◆ Task statement: Starting at the line where "the fox body" occurs, reproduce each line through the end of the entries below exactly. Omit every picture.

◆ Data:
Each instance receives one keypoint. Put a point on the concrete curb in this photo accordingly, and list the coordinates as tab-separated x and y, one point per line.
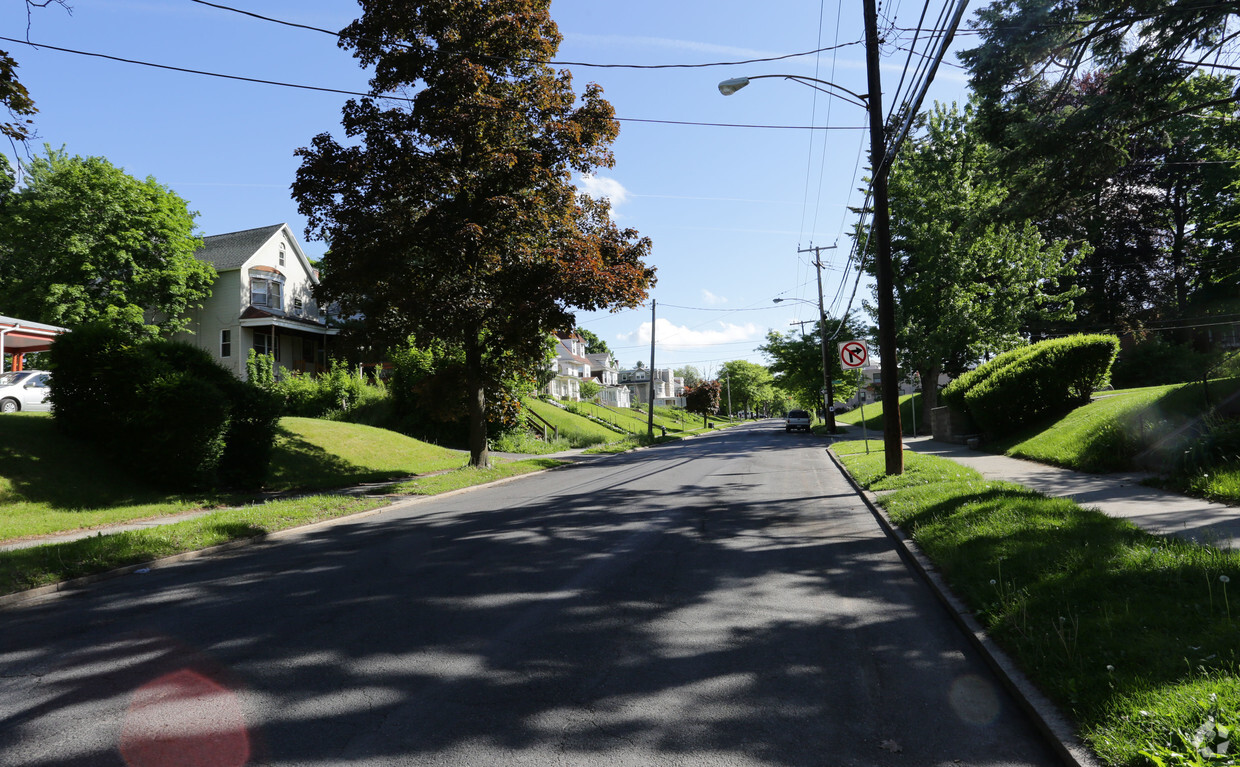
1058	730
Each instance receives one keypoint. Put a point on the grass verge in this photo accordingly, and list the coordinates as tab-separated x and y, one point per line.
24	569
1130	633
469	477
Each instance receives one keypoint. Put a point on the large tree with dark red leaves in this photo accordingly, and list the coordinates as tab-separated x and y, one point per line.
450	211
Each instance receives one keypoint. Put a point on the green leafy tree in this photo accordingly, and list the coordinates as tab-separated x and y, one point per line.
703	399
749	383
1034	55
593	343
14	96
82	241
965	286
692	376
796	362
453	218
589	390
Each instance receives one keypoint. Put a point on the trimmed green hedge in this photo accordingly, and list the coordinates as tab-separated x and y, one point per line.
1032	383
164	409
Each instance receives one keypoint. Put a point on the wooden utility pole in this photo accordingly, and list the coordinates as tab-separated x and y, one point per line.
893	445
828	384
650	418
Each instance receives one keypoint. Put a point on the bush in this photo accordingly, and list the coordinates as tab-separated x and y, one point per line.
1155	362
1033	383
163	408
251	436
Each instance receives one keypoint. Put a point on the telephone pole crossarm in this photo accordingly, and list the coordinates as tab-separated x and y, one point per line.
828	387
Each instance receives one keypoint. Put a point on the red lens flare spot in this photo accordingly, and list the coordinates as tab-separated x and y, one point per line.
185	719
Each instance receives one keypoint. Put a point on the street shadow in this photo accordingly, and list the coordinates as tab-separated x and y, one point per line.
633	610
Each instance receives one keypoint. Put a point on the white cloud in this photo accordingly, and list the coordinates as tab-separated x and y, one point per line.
678	336
628	42
602	187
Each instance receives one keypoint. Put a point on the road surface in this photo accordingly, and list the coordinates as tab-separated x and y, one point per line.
724	601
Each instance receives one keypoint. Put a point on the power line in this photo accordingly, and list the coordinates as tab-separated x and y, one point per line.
537	61
392	98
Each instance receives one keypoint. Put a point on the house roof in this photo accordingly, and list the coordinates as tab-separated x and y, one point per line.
233	249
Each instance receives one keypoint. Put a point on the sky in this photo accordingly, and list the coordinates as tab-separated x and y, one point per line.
733	191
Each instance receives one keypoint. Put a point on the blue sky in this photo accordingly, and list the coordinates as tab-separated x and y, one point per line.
727	208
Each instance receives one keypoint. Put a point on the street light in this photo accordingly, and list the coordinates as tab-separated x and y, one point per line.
828	388
881	160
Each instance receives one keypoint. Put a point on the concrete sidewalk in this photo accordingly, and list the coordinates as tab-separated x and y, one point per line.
1120	495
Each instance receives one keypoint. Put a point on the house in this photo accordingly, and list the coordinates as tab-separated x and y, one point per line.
262	300
571	367
21	337
668	387
606	372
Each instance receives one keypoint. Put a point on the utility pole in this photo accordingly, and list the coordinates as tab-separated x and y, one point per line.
828	384
650	418
893	445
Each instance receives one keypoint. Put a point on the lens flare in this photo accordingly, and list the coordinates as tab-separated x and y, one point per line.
185	719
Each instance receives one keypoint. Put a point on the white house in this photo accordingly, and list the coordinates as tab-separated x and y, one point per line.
605	371
571	366
263	299
668	387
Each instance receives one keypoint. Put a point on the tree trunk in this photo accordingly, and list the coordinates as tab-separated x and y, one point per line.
479	454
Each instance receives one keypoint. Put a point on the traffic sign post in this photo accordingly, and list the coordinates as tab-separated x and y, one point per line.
853	353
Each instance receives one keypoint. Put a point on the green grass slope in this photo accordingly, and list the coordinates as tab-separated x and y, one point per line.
50	483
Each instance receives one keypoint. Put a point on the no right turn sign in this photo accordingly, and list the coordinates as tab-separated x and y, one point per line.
853	353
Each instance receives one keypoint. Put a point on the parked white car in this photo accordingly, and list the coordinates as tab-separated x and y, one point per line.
24	390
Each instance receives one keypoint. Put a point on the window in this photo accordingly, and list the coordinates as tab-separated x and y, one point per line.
264	343
264	293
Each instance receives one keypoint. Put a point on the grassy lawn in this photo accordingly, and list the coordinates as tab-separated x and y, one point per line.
313	454
874	415
24	569
575	430
50	483
1132	635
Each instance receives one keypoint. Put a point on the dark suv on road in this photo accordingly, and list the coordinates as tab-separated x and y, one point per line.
796	419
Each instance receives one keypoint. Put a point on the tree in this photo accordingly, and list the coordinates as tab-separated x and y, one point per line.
692	376
589	390
13	94
796	361
703	399
453	217
965	285
748	382
1034	52
83	241
593	343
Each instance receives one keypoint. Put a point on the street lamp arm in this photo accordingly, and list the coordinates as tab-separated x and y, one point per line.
730	86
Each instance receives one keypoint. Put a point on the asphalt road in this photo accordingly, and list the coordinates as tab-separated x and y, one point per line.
726	601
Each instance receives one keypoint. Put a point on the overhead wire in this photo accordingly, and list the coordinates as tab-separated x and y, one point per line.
551	62
397	98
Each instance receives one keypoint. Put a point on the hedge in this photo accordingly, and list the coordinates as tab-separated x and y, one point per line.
1036	382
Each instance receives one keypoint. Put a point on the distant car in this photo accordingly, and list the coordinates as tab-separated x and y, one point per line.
24	390
797	419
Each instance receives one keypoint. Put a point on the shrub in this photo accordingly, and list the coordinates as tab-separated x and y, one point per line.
1029	384
1156	362
251	436
163	408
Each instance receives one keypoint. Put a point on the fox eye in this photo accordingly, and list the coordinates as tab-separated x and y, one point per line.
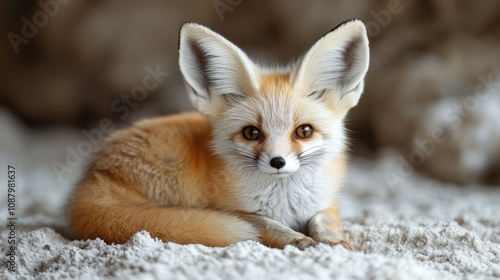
303	131
251	133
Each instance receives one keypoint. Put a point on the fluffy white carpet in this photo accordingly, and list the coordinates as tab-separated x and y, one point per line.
418	229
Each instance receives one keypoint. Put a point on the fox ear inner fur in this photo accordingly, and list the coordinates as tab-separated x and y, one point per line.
335	66
213	67
218	72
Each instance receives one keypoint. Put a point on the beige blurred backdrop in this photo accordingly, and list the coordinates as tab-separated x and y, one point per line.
432	92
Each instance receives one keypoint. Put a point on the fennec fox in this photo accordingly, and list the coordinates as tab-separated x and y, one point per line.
262	160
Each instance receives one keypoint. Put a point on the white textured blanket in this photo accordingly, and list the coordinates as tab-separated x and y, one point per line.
417	229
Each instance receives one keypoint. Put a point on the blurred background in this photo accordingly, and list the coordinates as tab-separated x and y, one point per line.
432	92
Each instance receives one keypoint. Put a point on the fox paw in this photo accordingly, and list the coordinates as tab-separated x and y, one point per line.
343	243
303	242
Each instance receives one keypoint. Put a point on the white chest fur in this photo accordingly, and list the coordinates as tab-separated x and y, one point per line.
292	201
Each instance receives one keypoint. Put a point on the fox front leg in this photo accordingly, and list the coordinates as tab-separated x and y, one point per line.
324	227
275	234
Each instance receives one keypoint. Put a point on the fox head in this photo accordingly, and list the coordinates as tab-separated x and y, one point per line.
275	122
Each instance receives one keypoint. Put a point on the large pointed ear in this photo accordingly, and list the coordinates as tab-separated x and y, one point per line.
335	66
216	71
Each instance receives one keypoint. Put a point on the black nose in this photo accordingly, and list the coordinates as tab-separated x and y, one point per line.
278	162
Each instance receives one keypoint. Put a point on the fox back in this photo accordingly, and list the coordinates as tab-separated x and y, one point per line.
263	161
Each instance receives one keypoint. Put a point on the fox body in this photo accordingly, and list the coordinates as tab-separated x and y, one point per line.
262	160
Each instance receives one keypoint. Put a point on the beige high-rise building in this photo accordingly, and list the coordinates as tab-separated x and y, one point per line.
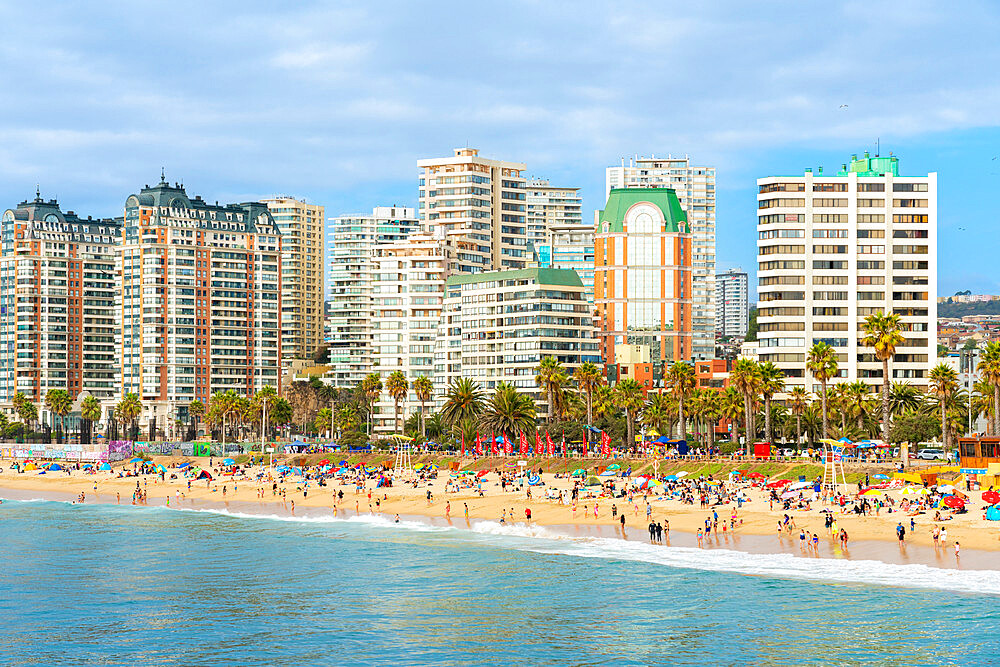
301	226
477	206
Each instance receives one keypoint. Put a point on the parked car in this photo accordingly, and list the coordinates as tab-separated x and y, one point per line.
930	454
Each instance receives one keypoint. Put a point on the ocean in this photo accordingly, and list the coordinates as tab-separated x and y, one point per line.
124	585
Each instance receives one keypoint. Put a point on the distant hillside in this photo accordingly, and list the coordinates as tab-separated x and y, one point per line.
962	309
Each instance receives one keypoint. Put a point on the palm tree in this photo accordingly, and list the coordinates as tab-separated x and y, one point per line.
989	368
90	411
371	389
798	399
423	388
745	376
588	377
196	409
59	402
127	411
551	377
822	363
944	385
772	380
680	379
464	400
883	334
508	411
397	388
628	397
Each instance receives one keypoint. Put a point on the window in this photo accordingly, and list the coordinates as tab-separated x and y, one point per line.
909	187
781	280
781	264
782	187
782	250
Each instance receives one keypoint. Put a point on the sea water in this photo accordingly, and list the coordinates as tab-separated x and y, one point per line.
124	585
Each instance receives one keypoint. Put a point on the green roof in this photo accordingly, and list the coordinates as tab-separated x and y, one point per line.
622	199
566	277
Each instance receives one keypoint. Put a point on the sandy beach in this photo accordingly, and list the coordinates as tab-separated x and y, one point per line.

◆ Answer:
Each instance receives one keypoint. Put a point on the fox body in this photo accordingly, and list the coordinates as tab-separated x and y, one point per line.
262	160
Each instance receives one keypoint. Put a point on the beige high-rise building in this photo accordingly, and list the coordinates as tab-separated x and y, one point per line.
301	226
477	206
Each instance receives one keypoint. Put a point on the parked car in this photo accordingly, and list the coordinates as tab-separated x and y, one point per line.
930	454
Each instance receives one keypoint. Put a point on the ocean in this photo accordingly, and list the coordinates as tab-separated x and y, one point per line.
124	585
Each instance receives one keypoint. Put a point on the distant hillside in this photo accordingly, and list the coordinates as tab-separated x and y, one point per line.
962	309
Each instance receives one keypoint. Put a point on the palm tree in this photo accordingly, and list the coordinates as tab-separated x and y, one point per line.
989	368
90	411
371	389
798	399
423	388
745	376
588	377
196	409
59	402
127	411
551	377
822	363
944	385
772	380
680	379
464	400
883	334
508	411
397	388
628	397
Each instance receives one keypoint. Put a point on the window in this photo accordingly, and list the coordinates as tab-separated x and y, one point per line.
909	187
781	280
781	264
782	187
782	250
Each instance receives one keypoint. Put a point on the sea water in this photo accordingly, and list the coordinates as tab-separated x and y, one point per line.
124	585
Each instance receives one keypoint. Put a point on the green roof in this photo accordingly, and list the coordinates as tab-separated x and y, one point per line.
622	199
566	277
Each instance receives one keypoint. Put a point on the sandy beach in this photo accordingly, and list the coordinates as tab-separated x and y, one point per line.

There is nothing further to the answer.